• [WORK ITEM]: This exercise calls for every record to be set down exactly.

[Stored data entries]

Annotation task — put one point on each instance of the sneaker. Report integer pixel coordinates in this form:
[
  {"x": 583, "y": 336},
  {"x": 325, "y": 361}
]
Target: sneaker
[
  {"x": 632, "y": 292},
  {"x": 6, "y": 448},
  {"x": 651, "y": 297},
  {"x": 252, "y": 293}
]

• [EXERCISE SOLUTION]:
Annotation task — put one point on each instance of the sneaker. Report integer pixel coordinates in this form:
[
  {"x": 583, "y": 336},
  {"x": 325, "y": 361}
]
Target: sneaker
[
  {"x": 632, "y": 292},
  {"x": 6, "y": 448},
  {"x": 651, "y": 297},
  {"x": 252, "y": 293}
]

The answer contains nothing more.